Task directions
Can the data below be echoed back word for word?

Information provided
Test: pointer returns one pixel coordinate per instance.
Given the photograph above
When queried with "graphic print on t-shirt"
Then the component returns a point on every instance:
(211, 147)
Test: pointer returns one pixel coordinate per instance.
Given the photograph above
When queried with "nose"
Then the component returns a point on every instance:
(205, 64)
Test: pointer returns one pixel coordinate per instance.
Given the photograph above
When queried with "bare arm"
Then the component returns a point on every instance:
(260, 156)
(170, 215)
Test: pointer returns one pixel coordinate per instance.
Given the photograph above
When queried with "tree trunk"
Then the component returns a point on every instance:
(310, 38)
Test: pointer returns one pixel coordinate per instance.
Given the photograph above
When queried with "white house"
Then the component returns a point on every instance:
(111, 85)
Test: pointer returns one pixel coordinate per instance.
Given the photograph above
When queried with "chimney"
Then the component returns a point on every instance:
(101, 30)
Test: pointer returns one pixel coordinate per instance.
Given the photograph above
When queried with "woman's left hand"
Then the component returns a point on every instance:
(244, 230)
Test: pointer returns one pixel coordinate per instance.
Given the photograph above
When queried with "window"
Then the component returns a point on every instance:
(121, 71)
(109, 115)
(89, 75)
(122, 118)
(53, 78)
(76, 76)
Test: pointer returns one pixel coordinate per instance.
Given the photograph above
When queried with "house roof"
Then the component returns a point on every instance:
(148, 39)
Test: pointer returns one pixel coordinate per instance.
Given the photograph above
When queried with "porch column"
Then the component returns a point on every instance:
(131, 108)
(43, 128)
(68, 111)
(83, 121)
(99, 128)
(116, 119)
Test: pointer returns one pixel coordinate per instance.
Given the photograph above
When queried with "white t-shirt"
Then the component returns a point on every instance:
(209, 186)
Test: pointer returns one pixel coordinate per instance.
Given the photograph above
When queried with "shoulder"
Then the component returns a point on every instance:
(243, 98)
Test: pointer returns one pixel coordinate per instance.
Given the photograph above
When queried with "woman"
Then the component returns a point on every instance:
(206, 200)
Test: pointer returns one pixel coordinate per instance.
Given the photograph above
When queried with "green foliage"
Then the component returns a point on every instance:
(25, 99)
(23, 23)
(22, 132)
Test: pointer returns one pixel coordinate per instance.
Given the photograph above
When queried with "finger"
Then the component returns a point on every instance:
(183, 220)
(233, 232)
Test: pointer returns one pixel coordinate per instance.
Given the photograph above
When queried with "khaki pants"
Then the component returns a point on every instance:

Solution to the exercise
Test: pointer returns one pixel coordinate per instance.
Given the photograph above
When queried with "graphic print on t-shirt"
Then the component returns a point on every instance:
(211, 147)
Test: pointer returns one pixel coordinate per instance.
Given the photograph above
When queried with "nose"
Then the component returns a point on every instance:
(205, 64)
Test: pointer returns one pixel coordinate per instance.
Given the photograph above
When queried with "bare arm"
Then the component returns a point on every instance:
(260, 156)
(170, 215)
Test: pointer returns one pixel coordinate per instance.
Given the photograph above
When queried with "tree trunk"
Then the component returns a point on every instance:
(310, 38)
Test: pointer returns one pixel coordinate per instance.
Given the photograph above
When queried with "white house"
Then the component returns a point on every instance:
(111, 85)
Test: pointer returns one pixel coordinate per instance.
Given the photograph above
When queried with "chimney"
Then the component returns a point on every instance:
(101, 30)
Test: pointer returns one pixel coordinate per instance.
Given the photograph above
When queried with "woman's left hand"
Then the component returns a point on every instance:
(244, 230)
Test: pointer returns one pixel coordinate per instance.
Given the photograph above
When queried with "window"
Then the component returns a point on every instance:
(121, 71)
(109, 115)
(89, 75)
(122, 118)
(53, 78)
(76, 76)
Test: pointer returns one pixel coordinate per instance.
Given the photograph above
When queried with "house roof"
Then the component returns a point on every instance:
(148, 39)
Test: pointer returns one pixel coordinate per instance.
Given the photograph above
When queried with "porch column"
Then the component returns a point on every instance:
(131, 108)
(43, 128)
(68, 111)
(83, 121)
(99, 128)
(116, 119)
Test: pointer returns one pixel coordinate per instance.
Given the photograph above
When queried with "white t-shirt"
Then the component returns a point on every instance:
(209, 186)
Test: pointer returns one pixel coordinate per instance.
Given the photograph above
When queried with "shoulder"
Then the component returns a point on every instance:
(243, 98)
Test: pointer returns one pixel coordinate per instance.
Given the photograph above
When queried with "woman"
Then the component returns a point on every instance:
(206, 200)
Test: pointer returns one pixel coordinate per instance.
Given the photograph above
When queried with "green foliage"
Then the component returns a point on every instance:
(25, 99)
(23, 23)
(22, 132)
Test: pointer returns one pixel coordinate per instance.
Given the photograph above
When queried with "finger"
Then the component returns a point on every instance:
(183, 220)
(233, 232)
Test: pointer returns one pixel coordinate per instance.
Given the photograph above
When queried with "khaki pants"
Then the component returns a point on every instance:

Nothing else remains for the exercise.